We have seen healthy consistent growth across our portfolio brands, enabling us to gain market share. For core portfolio brands led by Corona and Victoria has grown by CAGR of more than 5% on a three-year basis. Furthermore, the premium segment in Mexico remains underdeveloped and represents a significant opportunity for further growth.

We have been investing to expand the segment and our premium portfolio has grown by a CAGR of more than 90% in the past three years led by Stella Artois and Michelob Ultra. We're always looking for new ways to reach more consumers with our unparalleled portfolio of beers.

Earlier this year, we're pleased to announce a partnership with OXXO to sell our beer brands in their stores for the first time. OXXO is the largest convenience store chain in Mexico with over 17,000 locations. This milestone represents an exciting opportunity to grow our brands and beer category in Mexico.

In the second quarter, we successfully rolled out our portfolio to more than 4000 stores in and around Guadalajara and Mexico City. In the stores where our brands are offered, they are prominently displayed with fair share of the beer shelf space.

We’re on track to roll out our portfolio to all of the 17,000 plus also stores in Mexico by the end of 2022. We're excited about this new partnership and we will continue to strengthen our relationship to bring our portfolio to more consumers in more locations.

Moving out to Colombia, Colombia is the middle maturity market, with per capita consumption of approximately 45 liters per year, which has the potential to grow considerably as the country matures. We're focused on growing the beer category and gain share of total alcohol primarily from local spirits.

◆ WRITTEN INSTRUCTION 1 ◆
Return, character for character, the records from the line with "This is a quality-assurance pass. Enumerate every wooden bridge" up to and including the line with "xmin=194 ymin=43 xmax=202 ymax=120".

◆ INFORMATION GIVEN ◆
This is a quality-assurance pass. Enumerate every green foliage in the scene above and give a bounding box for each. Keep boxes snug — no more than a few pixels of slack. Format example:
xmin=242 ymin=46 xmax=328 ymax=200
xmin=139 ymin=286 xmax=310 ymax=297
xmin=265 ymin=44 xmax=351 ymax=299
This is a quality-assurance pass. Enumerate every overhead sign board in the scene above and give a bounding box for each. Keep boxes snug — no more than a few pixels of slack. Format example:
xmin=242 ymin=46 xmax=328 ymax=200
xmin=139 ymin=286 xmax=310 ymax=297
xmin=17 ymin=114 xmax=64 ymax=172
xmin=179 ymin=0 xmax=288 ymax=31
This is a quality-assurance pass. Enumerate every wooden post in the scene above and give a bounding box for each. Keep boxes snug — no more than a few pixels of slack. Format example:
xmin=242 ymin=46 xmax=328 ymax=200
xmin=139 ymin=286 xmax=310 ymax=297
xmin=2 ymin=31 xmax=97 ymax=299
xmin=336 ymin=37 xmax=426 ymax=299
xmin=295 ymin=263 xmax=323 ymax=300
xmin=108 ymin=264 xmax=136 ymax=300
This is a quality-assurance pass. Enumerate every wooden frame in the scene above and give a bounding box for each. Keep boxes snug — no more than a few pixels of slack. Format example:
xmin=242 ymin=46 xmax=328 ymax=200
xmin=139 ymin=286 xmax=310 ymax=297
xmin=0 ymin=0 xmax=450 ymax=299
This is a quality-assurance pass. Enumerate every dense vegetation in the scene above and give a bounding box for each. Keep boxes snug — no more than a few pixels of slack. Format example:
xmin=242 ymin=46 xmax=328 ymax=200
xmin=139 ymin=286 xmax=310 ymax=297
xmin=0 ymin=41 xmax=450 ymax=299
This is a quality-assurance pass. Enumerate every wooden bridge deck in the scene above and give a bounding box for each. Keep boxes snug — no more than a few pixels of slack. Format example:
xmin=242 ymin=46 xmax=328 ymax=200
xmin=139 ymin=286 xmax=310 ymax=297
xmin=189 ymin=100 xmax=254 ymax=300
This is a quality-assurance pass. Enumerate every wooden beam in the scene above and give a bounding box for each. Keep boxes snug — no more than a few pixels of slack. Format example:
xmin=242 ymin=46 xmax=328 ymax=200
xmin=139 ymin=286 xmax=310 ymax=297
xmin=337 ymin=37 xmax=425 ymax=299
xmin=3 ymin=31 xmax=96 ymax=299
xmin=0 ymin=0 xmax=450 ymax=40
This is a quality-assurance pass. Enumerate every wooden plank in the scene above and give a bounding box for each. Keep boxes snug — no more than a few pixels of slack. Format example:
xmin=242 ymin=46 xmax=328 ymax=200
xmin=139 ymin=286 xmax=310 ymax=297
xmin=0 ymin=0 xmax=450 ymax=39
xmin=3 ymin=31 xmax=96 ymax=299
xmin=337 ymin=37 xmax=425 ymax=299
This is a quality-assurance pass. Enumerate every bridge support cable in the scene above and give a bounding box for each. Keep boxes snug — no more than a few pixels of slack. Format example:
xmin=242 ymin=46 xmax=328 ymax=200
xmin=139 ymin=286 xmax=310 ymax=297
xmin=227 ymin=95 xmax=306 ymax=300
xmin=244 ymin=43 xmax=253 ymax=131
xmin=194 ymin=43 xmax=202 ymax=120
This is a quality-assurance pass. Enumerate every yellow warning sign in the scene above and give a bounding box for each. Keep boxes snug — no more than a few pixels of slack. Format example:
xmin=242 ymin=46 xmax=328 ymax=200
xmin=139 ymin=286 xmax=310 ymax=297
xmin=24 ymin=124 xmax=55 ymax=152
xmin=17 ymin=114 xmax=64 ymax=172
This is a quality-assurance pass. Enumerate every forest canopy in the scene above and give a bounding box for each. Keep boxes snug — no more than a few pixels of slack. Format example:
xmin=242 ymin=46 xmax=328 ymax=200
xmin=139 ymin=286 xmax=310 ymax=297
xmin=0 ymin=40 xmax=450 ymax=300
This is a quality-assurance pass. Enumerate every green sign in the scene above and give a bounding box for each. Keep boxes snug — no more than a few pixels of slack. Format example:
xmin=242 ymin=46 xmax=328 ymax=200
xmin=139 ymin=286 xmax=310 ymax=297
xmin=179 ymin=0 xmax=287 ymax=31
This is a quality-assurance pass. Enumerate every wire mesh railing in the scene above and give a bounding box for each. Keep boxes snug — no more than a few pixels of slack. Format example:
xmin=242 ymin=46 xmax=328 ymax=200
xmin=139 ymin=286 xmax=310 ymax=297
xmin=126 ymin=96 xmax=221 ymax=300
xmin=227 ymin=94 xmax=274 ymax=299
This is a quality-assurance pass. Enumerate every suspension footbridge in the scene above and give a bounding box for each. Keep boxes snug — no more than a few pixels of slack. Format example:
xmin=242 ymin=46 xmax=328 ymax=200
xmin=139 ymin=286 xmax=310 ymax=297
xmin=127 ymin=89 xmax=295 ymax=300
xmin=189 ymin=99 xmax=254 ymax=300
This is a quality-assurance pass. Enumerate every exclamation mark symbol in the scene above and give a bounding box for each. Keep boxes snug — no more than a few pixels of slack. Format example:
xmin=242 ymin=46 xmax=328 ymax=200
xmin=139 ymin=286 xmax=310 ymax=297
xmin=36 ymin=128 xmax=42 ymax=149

◆ WRITTEN INSTRUCTION 2 ◆
Carry the remarks on beer sales in Mexico and Colombia forward from where they stop.

◆ OUTPUT 1 ◆
This is a quality-assurance pass. Enumerate every wooden bridge deck in the scene above and give a bounding box for each. Keep boxes snug — no more than a few pixels of slack. Format example:
xmin=242 ymin=46 xmax=328 ymax=200
xmin=139 ymin=286 xmax=310 ymax=297
xmin=189 ymin=100 xmax=254 ymax=300
This is a quality-assurance pass. Enumerate every wooden beam in the scene above and give a bounding box for each. Keep boxes snug — no more than a few pixels of slack. Format example:
xmin=242 ymin=46 xmax=328 ymax=200
xmin=139 ymin=286 xmax=310 ymax=297
xmin=337 ymin=37 xmax=425 ymax=299
xmin=3 ymin=31 xmax=96 ymax=299
xmin=0 ymin=0 xmax=450 ymax=40
This is a quality-assurance pass. Enumerate every wooden plank in the scene above and give a bounding box for each. Keep boxes snug — no more than a few pixels of slack. Format example:
xmin=242 ymin=46 xmax=328 ymax=200
xmin=139 ymin=286 xmax=310 ymax=297
xmin=0 ymin=0 xmax=450 ymax=39
xmin=3 ymin=31 xmax=96 ymax=299
xmin=337 ymin=37 xmax=425 ymax=299
This is a quality-assurance pass. Enumerate every bridge support cable in the scene above and give a bounding box for each. Keep boxes snug — no more than a few pixels of slack. Format example:
xmin=242 ymin=46 xmax=328 ymax=200
xmin=139 ymin=286 xmax=310 ymax=297
xmin=227 ymin=95 xmax=306 ymax=300
xmin=244 ymin=43 xmax=253 ymax=131
xmin=194 ymin=43 xmax=202 ymax=120

◆ OUTPUT 2 ◆
Over the last three years, we have gained almost 2 percentage points of share of total alcohol as that successfully employed the category expansion framework to reach more consumers in more occasions. Premiumization has contributed meaningfully to the growth of the beer category in Colombia.

Our consistent investment over the past three years in our premium portfolio, particularly behind our global brands has enabled the premium and super premium segments of the industry to grow by 68%.

Expansion of our global brands has led to the growth of our market share with inter premium segment from less than 25% in October 2016, to more than 75% today. Corona and Budweiser have led this growth and they're now the number one and number two international premium brands respectively.

This summer, we're very excited about our business in Colombia, given the country's relatively low per capita consumption, our strong portfolio brands as a significant opportunity to continue shaping and leading the growing premium segment. Felipe will now take you through our second quarter 2019 financials.

Felipe?.

Felipe Dutra

Thank you, Brito, and good morning everyone. Let's start with an update on our synergies. The second quarter of the year, we delivered $113 million of synergies, bringing the total synergies captured from the SMB combination to $3.15 billion. Our total synergy guidance remains $3.2 billion, which will be delivered by the end of 2019.

As a reminder, these synergies do not include any top-line or working capital synergies. Net finance costs in the second quarter 2019 were $1 billion compared to $1.3 billion in the second quarter 2018.

This decrease was primarily due to mark to market gains linked to the hedging of our share-based payment programs of $473 million, compared to a loss of $16 million in the second quarter of last year. We also delivered a year-over-year improvement across all lines, with the exception of accretion expenses following the adoption of IFRS 16.

Excluding the fact of gains and losses related to the hedging of our share-based payment programs, our effective tax rate this quarter was 27.2% primarily driven by country mix.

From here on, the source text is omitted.